Natural language region descriptions
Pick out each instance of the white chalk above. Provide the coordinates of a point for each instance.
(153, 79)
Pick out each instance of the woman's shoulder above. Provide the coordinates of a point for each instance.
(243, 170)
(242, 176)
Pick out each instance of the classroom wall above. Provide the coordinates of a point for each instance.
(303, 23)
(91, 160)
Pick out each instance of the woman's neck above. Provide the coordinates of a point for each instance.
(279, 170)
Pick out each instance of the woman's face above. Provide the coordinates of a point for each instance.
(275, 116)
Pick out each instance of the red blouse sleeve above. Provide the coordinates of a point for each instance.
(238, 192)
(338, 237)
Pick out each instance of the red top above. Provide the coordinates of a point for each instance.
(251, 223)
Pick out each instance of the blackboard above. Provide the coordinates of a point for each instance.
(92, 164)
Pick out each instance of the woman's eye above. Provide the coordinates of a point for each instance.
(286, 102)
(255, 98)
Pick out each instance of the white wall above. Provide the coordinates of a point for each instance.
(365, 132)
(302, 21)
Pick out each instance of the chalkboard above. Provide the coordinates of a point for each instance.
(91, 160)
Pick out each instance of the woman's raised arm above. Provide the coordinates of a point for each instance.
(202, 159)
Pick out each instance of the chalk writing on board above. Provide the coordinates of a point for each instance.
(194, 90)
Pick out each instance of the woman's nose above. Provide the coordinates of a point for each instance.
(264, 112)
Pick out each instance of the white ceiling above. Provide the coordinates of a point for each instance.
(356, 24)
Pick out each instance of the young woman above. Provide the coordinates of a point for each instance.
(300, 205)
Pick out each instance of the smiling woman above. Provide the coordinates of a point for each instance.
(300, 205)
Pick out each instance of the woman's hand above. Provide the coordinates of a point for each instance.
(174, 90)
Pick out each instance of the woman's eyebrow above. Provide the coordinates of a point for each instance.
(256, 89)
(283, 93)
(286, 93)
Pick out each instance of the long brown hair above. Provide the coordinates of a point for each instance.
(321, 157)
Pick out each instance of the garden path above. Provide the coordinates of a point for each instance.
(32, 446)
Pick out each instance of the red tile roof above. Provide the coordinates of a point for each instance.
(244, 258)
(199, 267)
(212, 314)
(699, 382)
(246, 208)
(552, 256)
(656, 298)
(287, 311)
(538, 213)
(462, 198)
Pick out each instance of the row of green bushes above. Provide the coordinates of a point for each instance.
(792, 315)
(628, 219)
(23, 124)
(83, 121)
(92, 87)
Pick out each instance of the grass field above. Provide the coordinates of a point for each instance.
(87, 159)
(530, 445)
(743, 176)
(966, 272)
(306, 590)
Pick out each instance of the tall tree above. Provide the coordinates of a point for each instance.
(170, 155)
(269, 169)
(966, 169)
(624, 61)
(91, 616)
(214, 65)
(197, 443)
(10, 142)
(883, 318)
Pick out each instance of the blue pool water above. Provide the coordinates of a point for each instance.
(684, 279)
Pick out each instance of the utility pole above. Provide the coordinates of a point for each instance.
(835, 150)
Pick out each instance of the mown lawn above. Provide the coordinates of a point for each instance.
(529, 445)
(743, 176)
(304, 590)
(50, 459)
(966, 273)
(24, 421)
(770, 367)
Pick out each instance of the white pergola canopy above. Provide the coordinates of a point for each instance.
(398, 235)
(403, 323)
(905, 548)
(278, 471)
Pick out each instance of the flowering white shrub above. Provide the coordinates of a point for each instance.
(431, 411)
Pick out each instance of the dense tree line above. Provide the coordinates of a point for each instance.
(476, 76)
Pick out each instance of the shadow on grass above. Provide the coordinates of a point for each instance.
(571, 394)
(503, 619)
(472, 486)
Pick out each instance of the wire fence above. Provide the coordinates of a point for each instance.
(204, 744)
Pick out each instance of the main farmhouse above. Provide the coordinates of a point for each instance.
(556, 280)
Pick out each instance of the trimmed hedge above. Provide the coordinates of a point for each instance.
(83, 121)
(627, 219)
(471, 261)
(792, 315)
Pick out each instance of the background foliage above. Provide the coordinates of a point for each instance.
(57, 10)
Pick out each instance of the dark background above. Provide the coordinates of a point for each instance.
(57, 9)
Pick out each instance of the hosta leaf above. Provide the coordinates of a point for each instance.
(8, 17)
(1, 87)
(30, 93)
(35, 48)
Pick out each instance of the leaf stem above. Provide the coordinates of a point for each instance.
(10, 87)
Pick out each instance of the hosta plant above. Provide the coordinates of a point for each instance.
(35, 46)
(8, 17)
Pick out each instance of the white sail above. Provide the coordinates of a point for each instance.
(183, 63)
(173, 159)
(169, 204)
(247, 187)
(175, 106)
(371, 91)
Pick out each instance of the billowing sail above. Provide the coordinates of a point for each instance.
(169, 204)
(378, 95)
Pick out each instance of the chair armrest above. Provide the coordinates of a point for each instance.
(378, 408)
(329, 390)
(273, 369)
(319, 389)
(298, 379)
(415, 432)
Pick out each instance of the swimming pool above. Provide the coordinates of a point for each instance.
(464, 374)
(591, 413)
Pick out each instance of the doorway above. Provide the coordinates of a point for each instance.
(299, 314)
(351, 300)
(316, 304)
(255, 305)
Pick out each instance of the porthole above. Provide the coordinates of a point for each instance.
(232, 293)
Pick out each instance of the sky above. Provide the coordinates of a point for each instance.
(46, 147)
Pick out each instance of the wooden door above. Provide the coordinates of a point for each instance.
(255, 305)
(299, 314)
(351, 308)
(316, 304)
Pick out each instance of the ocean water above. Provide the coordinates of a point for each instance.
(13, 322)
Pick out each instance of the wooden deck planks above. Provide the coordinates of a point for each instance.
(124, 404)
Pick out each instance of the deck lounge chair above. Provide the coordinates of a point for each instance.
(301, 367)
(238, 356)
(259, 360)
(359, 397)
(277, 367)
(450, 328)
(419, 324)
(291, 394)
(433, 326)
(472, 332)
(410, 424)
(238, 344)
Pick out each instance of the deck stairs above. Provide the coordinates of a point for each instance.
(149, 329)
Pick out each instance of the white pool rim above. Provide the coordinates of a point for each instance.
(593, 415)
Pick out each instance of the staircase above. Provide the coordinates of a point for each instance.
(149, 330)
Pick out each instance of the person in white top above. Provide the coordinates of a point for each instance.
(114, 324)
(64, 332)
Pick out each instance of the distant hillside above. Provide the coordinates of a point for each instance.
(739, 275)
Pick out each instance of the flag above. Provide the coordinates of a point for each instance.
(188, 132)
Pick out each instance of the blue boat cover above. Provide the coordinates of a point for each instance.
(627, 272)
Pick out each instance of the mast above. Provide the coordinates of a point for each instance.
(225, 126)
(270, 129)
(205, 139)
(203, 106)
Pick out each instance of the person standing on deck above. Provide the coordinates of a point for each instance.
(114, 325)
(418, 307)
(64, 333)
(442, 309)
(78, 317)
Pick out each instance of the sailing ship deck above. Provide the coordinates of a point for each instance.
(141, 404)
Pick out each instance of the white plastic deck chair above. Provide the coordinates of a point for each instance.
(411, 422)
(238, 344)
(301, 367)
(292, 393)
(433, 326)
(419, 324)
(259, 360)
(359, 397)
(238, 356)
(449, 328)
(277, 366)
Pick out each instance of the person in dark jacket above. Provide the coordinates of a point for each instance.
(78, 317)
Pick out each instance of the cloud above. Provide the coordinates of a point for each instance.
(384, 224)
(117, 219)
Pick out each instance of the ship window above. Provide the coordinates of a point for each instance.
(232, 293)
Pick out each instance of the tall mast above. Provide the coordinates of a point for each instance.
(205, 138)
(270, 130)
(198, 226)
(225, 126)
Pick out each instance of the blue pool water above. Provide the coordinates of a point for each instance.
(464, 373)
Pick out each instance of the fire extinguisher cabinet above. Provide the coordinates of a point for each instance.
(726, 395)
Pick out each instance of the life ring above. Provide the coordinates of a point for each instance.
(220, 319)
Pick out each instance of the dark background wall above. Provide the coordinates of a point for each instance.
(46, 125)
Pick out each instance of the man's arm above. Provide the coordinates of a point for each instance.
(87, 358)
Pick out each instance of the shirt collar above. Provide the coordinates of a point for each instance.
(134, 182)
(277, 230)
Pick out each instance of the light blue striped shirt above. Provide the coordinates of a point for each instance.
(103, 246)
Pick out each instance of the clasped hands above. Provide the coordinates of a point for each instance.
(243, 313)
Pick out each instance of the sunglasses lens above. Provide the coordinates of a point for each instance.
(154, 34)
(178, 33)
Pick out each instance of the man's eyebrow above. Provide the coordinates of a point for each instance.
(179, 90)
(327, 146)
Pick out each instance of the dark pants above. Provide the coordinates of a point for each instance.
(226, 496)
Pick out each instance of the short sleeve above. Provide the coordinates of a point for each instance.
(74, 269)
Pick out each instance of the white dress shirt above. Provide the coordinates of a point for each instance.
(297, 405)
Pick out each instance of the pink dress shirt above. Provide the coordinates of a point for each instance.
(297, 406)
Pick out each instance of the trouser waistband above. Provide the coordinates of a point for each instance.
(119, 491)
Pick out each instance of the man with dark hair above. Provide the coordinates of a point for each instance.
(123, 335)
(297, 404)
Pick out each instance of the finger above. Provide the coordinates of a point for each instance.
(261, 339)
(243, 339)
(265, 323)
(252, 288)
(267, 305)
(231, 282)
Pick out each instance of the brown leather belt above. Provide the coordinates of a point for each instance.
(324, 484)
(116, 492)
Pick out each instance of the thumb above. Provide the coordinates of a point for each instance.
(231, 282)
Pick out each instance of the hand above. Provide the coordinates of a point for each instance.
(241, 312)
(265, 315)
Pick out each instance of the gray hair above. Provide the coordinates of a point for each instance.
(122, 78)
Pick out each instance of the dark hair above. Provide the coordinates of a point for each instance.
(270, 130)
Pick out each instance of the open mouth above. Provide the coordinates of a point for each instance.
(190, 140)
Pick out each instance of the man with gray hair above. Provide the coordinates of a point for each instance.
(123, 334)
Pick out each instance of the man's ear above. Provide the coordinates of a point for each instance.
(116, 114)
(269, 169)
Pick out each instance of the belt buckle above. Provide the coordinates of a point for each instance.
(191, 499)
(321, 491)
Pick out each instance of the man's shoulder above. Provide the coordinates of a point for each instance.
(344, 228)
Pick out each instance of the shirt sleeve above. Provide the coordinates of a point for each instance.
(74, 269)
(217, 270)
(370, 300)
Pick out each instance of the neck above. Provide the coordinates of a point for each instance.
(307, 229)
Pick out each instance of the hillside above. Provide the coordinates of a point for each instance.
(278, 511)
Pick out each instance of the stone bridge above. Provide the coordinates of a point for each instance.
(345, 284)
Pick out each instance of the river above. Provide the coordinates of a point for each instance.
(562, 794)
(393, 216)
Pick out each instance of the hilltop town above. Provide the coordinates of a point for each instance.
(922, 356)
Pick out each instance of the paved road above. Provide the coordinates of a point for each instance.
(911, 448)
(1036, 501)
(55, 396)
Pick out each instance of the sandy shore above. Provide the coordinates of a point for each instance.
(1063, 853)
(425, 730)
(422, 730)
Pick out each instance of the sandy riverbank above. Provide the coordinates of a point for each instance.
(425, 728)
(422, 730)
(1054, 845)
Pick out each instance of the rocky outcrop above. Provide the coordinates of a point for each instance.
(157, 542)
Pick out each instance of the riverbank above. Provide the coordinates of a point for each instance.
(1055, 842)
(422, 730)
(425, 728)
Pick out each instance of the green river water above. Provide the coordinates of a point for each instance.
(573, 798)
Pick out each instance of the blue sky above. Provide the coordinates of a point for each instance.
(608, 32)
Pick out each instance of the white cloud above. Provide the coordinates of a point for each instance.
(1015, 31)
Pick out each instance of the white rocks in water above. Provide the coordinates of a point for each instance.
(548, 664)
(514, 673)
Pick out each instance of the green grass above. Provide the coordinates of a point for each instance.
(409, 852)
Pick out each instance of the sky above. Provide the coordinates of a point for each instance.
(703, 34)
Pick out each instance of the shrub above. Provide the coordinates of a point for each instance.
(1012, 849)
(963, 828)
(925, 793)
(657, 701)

What you need to do. Every line from the one containing "Pick out each instance of the green river" to the end of the entries must be set down exactly, with none omitted and none added.

Expected output.
Pick out each instance of the green river water above. Provide the coordinates of a point for each instance.
(573, 798)
Pick out each instance of the blue sky above. Provide the coordinates of a point for each instance.
(608, 32)
Pick out each instance of the white cloud above. Provide the coordinates of a point for each instance.
(1015, 31)
Pick out each instance of the white rocks in water above. Provide the coordinates of a point for each instance.
(548, 664)
(514, 673)
Pick out each instance of the green grass above. Provide the coordinates of a point for each instance.
(409, 852)
Pick out each instance of the sky above. Provide the coordinates of a point for each instance.
(703, 34)
Pick out each instance of the shrub above. Provide the coordinates of a point for each instance.
(1012, 849)
(963, 828)
(925, 793)
(657, 701)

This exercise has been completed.